WHAT THE TASK ASKS — Type out all the records word for word. Any pictures are to be left out.

DATA SHOWN —
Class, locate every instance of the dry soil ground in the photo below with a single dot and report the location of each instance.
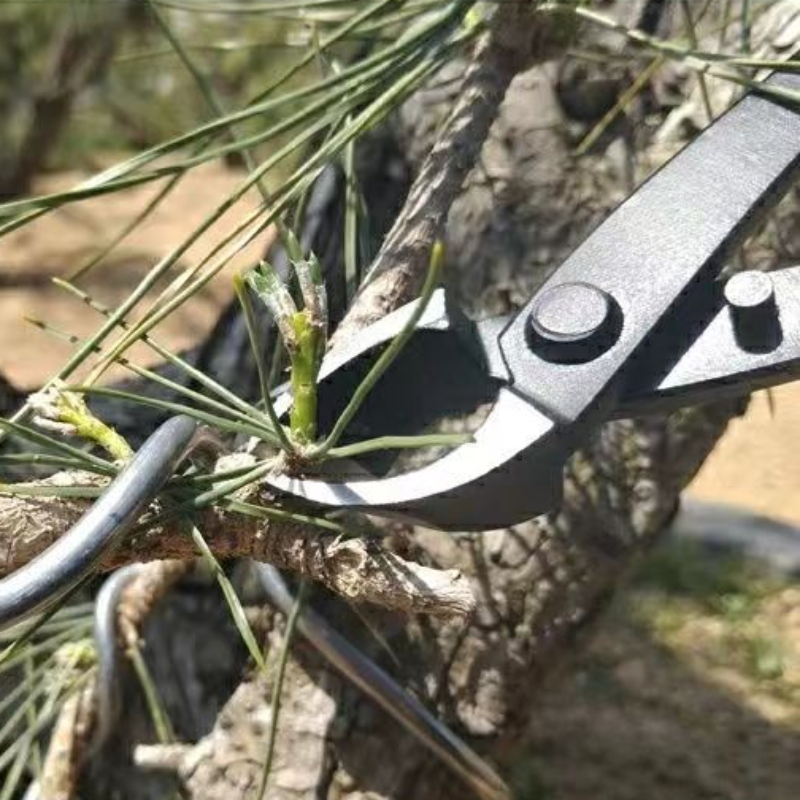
(691, 689)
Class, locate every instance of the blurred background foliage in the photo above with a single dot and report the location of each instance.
(100, 79)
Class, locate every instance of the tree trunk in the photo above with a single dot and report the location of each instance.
(539, 585)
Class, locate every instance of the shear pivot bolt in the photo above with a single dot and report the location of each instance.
(573, 322)
(751, 298)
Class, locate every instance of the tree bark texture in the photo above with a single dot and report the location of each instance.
(539, 586)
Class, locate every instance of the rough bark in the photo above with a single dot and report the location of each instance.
(540, 585)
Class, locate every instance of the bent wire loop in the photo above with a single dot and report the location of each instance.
(41, 583)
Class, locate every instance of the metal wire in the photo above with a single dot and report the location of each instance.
(368, 677)
(42, 582)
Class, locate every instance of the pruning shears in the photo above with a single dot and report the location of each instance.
(635, 321)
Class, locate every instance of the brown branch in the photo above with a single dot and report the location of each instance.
(69, 744)
(517, 38)
(361, 570)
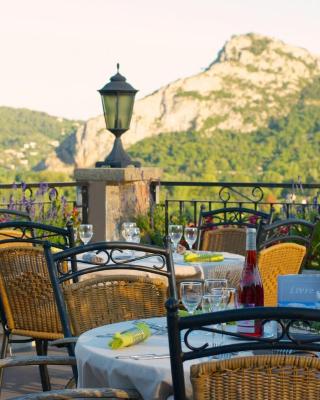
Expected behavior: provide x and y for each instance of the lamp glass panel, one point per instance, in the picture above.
(125, 110)
(109, 103)
(124, 103)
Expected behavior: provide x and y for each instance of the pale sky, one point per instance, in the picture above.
(55, 54)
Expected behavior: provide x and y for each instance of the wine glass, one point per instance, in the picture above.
(231, 298)
(190, 234)
(191, 295)
(85, 233)
(135, 234)
(175, 233)
(211, 284)
(126, 228)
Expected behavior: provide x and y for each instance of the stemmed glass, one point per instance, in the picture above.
(211, 284)
(190, 234)
(175, 233)
(126, 229)
(85, 233)
(191, 295)
(135, 234)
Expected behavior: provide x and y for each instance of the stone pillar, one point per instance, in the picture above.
(116, 195)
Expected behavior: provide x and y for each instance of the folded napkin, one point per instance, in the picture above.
(185, 313)
(140, 332)
(205, 257)
(92, 257)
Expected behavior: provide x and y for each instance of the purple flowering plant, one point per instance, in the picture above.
(43, 205)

PROBLEM SOLUTION —
Class, locate every instance of the dry soil ground in the photo below with a single dot and report the location of each instance.
(691, 689)
Class, locate every instance of the blurred background foliage in the photo above with a single dot and report the location of each instance.
(100, 79)
Class, locate every instance of the tree trunk in the photo above with a single dot and report the location of each instance.
(539, 585)
Class, locate every instance of the shear pivot bolt in the photo above with a single dot and report the location of each instance.
(573, 322)
(751, 298)
Class, locate every instance of the tree bark texture in the photo above with a single dot and report the location of each instance.
(539, 586)
Class, locate every instance of the rough bark in the photo above with a single dot and report the location of each instance.
(540, 585)
Class, locate every instance of the bent wire loop in the photo above with a single dot and report the location of each instance.
(41, 583)
Class, locate every instance of the metal wire in the photo above with a single dot and report the location of each instance.
(368, 677)
(42, 582)
Class, locate every instance of the pruning shears in the photo above with a single dot and report the location of each instance.
(635, 321)
Class, locate every instance of the brown branch in the photo above with a single dot and report the location of each instance.
(69, 744)
(517, 38)
(361, 570)
Expected behavior: provide x and y for each instance of the lamp glass panel, one point per instance, in the picture above.
(125, 110)
(109, 103)
(124, 103)
Expected behavior: provide x and y for each instance of the pale sky, one point per instance, in the picture above.
(55, 54)
Expected behavior: provide x and y for each instance of the wine glass, one point per instance, in the picture above.
(231, 298)
(190, 234)
(191, 295)
(85, 233)
(135, 234)
(175, 233)
(211, 284)
(126, 228)
Expected behavior: provide x and y for each instance of the stemmed glass, one point per instance, in the picture above.
(211, 284)
(190, 234)
(175, 233)
(126, 229)
(85, 233)
(191, 295)
(135, 234)
Expected behavior: provide x and y for each instance of the stone pillar, one point per instance, in the picture above.
(116, 195)
Expected behavior: provide x and y for each instance of the folded napkin, one point per instance, in the picture above.
(185, 313)
(140, 332)
(205, 257)
(92, 257)
Expected behavior: provide x and y for each instance of the purple flowering plant, one point per instance, in the picture above.
(43, 205)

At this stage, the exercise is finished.